Art Beat: San Antonio Style Bookfest

Artbeat
Director Katy Flato takes the reins

Back in 2013, during the first San Antonio Book Festival (SABF), Katy Flato served as moderator for a panel discussion between authors
Stephen Harrigan and Bob Thompson, who had both written books about hunting elusive legends. It was her role to address the audience first.

“So I welcomed them and then I said, ‘I am Katy Flato, the director of the San Antonio Book Festival,’ and they all started clapping. That’s when it hit me — we actually got it done!” says the now more seasoned director. “It was so heartwarming. We had been running on a very fast track to get the fest off the ground, a mad dash really, and it was actually happening, and everyone seemed to be jazzed up to be there.”

__DATASET CONTENT__.
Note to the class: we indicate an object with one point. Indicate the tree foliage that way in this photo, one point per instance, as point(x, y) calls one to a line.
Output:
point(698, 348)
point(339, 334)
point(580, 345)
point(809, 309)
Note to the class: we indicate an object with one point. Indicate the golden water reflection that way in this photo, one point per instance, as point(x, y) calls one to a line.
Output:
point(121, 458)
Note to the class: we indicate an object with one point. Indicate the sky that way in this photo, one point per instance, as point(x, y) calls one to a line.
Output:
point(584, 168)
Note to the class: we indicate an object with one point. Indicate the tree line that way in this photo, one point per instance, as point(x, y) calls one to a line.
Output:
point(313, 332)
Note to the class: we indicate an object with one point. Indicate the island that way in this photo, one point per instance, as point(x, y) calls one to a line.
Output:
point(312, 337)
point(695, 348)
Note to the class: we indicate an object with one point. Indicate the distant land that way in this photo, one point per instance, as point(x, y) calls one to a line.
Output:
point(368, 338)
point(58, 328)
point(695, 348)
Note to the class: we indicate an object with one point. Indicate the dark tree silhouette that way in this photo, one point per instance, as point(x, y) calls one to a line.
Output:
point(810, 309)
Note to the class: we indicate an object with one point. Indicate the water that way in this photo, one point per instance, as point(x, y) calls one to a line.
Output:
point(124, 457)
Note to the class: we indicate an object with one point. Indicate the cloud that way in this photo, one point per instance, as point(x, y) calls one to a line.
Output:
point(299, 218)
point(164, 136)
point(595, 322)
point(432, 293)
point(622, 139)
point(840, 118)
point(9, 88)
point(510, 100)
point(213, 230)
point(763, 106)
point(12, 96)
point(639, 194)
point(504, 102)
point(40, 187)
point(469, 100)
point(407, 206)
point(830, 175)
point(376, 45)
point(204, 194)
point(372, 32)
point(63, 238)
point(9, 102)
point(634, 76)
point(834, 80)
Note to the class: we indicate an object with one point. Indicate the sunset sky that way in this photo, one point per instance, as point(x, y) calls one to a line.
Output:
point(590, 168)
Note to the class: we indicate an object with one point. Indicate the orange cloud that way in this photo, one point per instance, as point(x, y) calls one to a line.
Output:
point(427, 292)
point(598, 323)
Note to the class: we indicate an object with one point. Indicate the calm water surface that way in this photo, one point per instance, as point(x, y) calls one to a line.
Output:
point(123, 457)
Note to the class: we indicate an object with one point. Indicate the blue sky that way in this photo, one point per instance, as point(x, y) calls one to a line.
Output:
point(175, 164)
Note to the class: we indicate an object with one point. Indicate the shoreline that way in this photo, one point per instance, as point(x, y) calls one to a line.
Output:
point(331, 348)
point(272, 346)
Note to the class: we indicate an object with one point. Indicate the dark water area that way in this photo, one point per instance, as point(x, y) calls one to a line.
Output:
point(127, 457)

__OBJECTIVE__.
In the Art Beat piece on the San Antonio Book Festival, which two authors were on the panel Katy Flato moderated in 2013?

__ANSWER TO THIS TASK__.
Stephen Harrigan and Bob Thompson